_Work request_
Retype the text on sharing availability knowledge in its entirety, word for word.

[[ Text under study open ]]

Sharing knowledge, methods and standards
In a relatively small organization with a highly entrepreneurial culture, it might be feasible for a bottom-up approach to developing knowledge, methods and standards for managing availability. In large organizations and in those plagued by technology silos, it might be necessary to implement or foster techniques to ensure that availability knowledge becomes known and is reused. An availability manager and the tools used by the availability manager can be important repositories of availability knowledge. This knowledge might be used via formal or informal techniques, be communicated using tools or person-to-person and be promulgated proactively or reactively. What are some of the scenarios that might be used to support the sharing of availability knowledge?
Service design controls
An organization may wish to institute a formal requirement that any new service consider the start of the art in ensuring the appropriate availability of that service. Whether this is done by consulting experts in the domain, using accepted methods or by demonstrating in practice the availability of the service will depend on the capabilities of that organization. Ideally, all persons involved in service design will have demonstrated the necessary qualifications and experience to ensure that availability. If this is not possible, the organization may also resort to formal controls, such as checklists or tests.
Integration in change control
Any system or service should be delivered at a level of availability based on certain assumptions and design features. A change may invalidate one or more of those assumptions or may invalidate one of those features. Change control should ensure that the change is assessed against this possibility. One of the methods usable to support this assessment is the consultation of the historical record of how changes in the past may have had undesirable effects on availability.

[[ Text under study closed ]]
[[ Data under study open ]]

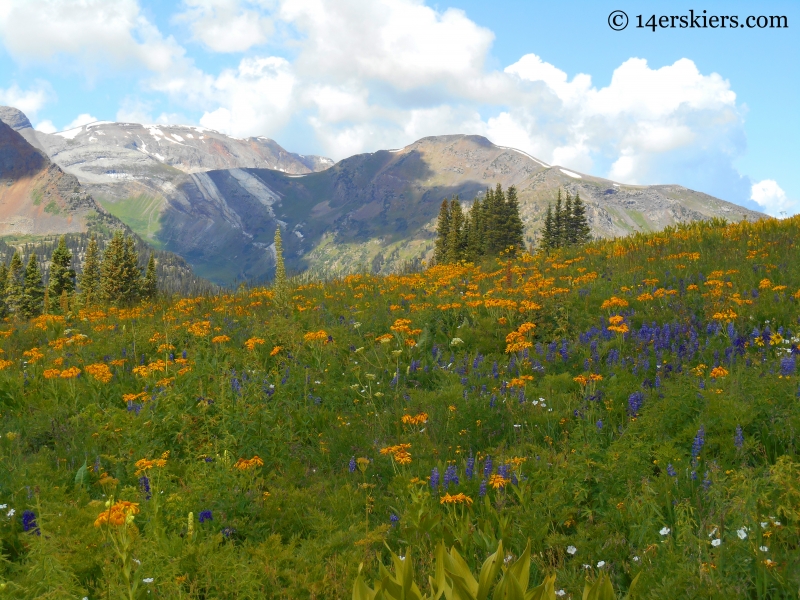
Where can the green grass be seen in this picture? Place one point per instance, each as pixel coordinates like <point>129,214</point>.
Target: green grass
<point>141,213</point>
<point>638,472</point>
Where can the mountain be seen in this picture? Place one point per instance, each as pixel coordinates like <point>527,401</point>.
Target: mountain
<point>39,203</point>
<point>377,211</point>
<point>216,201</point>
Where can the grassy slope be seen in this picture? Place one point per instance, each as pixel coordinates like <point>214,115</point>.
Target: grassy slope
<point>592,470</point>
<point>141,213</point>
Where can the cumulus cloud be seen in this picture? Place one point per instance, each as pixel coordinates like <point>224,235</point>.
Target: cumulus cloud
<point>31,100</point>
<point>98,32</point>
<point>769,195</point>
<point>226,25</point>
<point>359,75</point>
<point>46,126</point>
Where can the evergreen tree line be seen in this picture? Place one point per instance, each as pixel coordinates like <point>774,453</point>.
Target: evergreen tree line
<point>174,275</point>
<point>567,225</point>
<point>492,225</point>
<point>110,277</point>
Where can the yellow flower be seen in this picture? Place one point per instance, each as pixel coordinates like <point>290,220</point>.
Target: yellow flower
<point>70,373</point>
<point>498,481</point>
<point>100,372</point>
<point>253,342</point>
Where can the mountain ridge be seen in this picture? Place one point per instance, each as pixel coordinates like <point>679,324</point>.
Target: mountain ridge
<point>373,211</point>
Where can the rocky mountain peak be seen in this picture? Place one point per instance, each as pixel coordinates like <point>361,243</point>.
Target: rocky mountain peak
<point>14,118</point>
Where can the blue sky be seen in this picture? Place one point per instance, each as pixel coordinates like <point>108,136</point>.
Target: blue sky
<point>712,109</point>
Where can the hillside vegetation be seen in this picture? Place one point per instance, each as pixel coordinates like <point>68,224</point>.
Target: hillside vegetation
<point>625,408</point>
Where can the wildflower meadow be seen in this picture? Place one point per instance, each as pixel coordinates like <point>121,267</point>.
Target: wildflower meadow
<point>625,410</point>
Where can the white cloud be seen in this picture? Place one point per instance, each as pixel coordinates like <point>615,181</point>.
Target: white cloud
<point>226,25</point>
<point>81,119</point>
<point>29,101</point>
<point>253,99</point>
<point>46,126</point>
<point>768,194</point>
<point>97,32</point>
<point>400,42</point>
<point>368,74</point>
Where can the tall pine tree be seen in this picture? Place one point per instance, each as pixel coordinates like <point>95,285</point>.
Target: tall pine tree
<point>455,235</point>
<point>150,283</point>
<point>281,284</point>
<point>89,280</point>
<point>548,231</point>
<point>32,301</point>
<point>442,230</point>
<point>62,275</point>
<point>579,221</point>
<point>514,228</point>
<point>15,284</point>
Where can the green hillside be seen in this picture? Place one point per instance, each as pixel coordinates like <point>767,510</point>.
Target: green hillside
<point>627,408</point>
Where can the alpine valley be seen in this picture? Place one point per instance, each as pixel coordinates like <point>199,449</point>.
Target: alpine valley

[[ Data under study closed ]]

_Task result_
Sharing knowledge, methods and standards
In a relatively small organization with a highly entrepreneurial culture, it might be feasible for a bottom-up approach to developing knowledge, methods and standards for managing availability. In large organizations and in those plagued by technology silos, it might be necessary to implement or foster techniques to ensure that availability knowledge becomes known and is reused. An availability manager and the tools used by the availability manager can be important repositories of availability knowledge. This knowledge might be used via formal or informal techniques, be communicated using tools or person-to-person and be promulgated proactively or reactively. What are some of the scenarios that might be used to support the sharing of availability knowledge?
Service design controls
An organization may wish to institute a formal requirement that any new service consider the start of the art in ensuring the appropriate availability of that service. Whether this is done by consulting experts in the domain, using accepted methods or by demonstrating in practice the availability of the service will depend on the capabilities of that organization. Ideally, all persons involved in service design will have demonstrated the necessary qualifications and experience to ensure that availability. If this is not possible, the organization may also resort to formal controls, such as checklists or tests.
Integration in change control
Any system or service should be delivered at a level of availability based on certain assumptions and design features. A change may invalidate one or more of those assumptions or may invalidate one of those features. Change control should ensure that the change is assessed against this possibility. One of the methods usable to support this assessment is the consultation of the historical record of how changes in the past may have had undesirable effects on availability.